THE PROBLEM:
Reproduce verbatim the stretch of the orchard swales post from "At this point, I’m" through "some extra space.".
-- PAGE EXTRACT start --
We’ve had around 2′ of snow and, then, warmer weather. As the thaw continued, we had about 1.25″ of rain. Water is flowing. The swales in the orchard seem to capture and absorb the water effectively. None of the berms are overflowing or come near it. There are a few drainage sites that I dug last year that continue to function in part. I will consider clearing them should I find the swales are getting too full. This photo shows the 1/2 acre orchard which has four swales and berms running on contour, generally, west to east. The slope faces south. The pond is downslope from and south east of the orchard. It is interesting to see the pattern of the snow/thaw on the slope.

orchardfeb2016

The next four photos show each swale and berm from top of the slope, north to lower on the slope, south. The trees you see planted in the swale are alnus glutinosa or common alder. They love the moisture and excel at fixing nitrogen in the soil.

swale1

swale2

swale3

swale4

This is the very full pond.

pondrising

And a full rainy day view from east to west, bamboo, pond and woodlot, and orchard.

pondview

At this point, I’m happy with the swales and berms in this orchard. It is clearly a moist place especially on the south end and we’ll see how the trees tolerate the conditions. The only plants we’ve lost so far have been a few seaberries on the first berm at the top of the slope. I, also, lost some alders. They were not rooted well enough when the swales were flooding the first year. I’ve ordered some more currants, gooseberries, replacement seaberries, and raspberries to tuck in where there seems to be some extra space.

 

 

 

Categories: Climate, Orchard, Strategies, Water | Tags: , , , , | 3 Comments

Visions of plums and pears and persimmons dancing in my head

gettingcontourI’ve been pretty excited about, finally, starting our orchard. I researched strategies for planting orchards and visited a few. The sources of information that have, more or less, influenced my design include: permaculture, food forests/David Jacke, restoration agriculture/Mark Sheperd, key line design, Penn State Extension, holistic orchard/Michael Phillips, the permaculture orchard/Stefan Sobkowiak, and of course, my friends who grow food. Stefan Sobkowiak’s work really helped to focus my efforts on the actual planting design after I made the decisions regarding earthworks. He has a very good DVD for sale.

We have a lovely gentle southerly facing slope on the west side of the lower pasture above the pond. I decided to put the orchard up-slope of any pooling water, north of where the woodlot shades the pasture, and up-slope from where I observe cold damp air  to collect on frosty mornings. I’m planning to clear the overgrown fence line at the border of the woodlot to promote drainage of that cold moist air.
-- PAGE EXTRACT end --
-- DATA SECTION start --
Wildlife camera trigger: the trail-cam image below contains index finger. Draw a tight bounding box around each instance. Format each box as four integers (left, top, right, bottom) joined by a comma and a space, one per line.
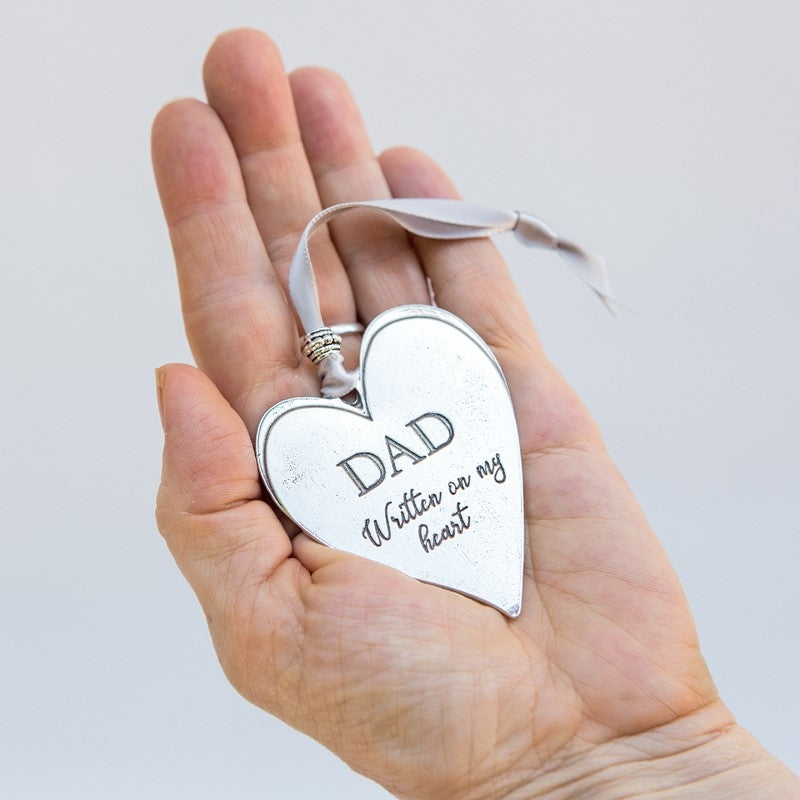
152, 100, 314, 434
-- DATA SECTION end --
ANSWER TO THIS PROBLEM:
At this point, I’m happy with the swales and berms in this orchard. It is clearly a moist place especially on the south end and we’ll see how the trees tolerate the conditions. The only plants we’ve lost so far have been a few seaberries on the first berm at the top of the slope. I, also, lost some alders. They were not rooted well enough when the swales were flooding the first year. I’ve ordered some more currants, gooseberries, replacement seaberries, and raspberries to tuck in where there seems to be some extra space.